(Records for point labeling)
#####

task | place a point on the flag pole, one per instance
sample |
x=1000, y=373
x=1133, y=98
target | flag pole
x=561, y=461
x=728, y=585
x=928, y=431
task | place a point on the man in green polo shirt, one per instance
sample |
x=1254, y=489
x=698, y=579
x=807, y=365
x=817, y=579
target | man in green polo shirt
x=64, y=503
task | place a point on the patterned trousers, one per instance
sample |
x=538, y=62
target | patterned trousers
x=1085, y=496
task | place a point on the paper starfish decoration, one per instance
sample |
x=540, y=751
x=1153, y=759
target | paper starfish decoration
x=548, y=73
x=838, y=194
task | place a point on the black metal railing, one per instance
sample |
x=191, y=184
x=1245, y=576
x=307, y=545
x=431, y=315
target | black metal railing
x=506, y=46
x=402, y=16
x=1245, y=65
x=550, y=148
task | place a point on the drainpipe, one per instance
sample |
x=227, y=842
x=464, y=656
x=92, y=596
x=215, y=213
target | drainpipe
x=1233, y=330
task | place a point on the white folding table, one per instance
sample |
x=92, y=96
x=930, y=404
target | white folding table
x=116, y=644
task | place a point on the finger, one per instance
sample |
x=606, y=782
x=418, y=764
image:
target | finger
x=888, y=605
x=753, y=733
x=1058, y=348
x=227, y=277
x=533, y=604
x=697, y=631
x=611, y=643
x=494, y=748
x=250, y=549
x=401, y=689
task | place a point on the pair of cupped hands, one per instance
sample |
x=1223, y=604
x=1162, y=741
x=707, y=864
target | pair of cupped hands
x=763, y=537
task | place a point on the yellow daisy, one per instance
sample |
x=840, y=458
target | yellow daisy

#####

> _EXERCISE PROMPT_: Rewrite the lines between the ones holding "task | place a point on the drainpipe, one" and "x=401, y=689", inclusive, putting "folding chair" in place of "white folding table" and leaving everything else unchanged.

> _CORRECT RESPONSE_:
task | place a point on the drainpipe, one per instance
sample |
x=227, y=842
x=464, y=656
x=92, y=596
x=215, y=213
target | drainpipe
x=1233, y=330
task | place a point on the folding chair, one per instance
sample |
x=92, y=96
x=930, y=404
target | folding chair
x=116, y=644
task | place a point on the finger, one per instance
sample |
x=606, y=782
x=418, y=764
image:
target | finger
x=888, y=605
x=753, y=733
x=1058, y=348
x=227, y=277
x=533, y=604
x=697, y=631
x=611, y=643
x=494, y=748
x=250, y=549
x=401, y=689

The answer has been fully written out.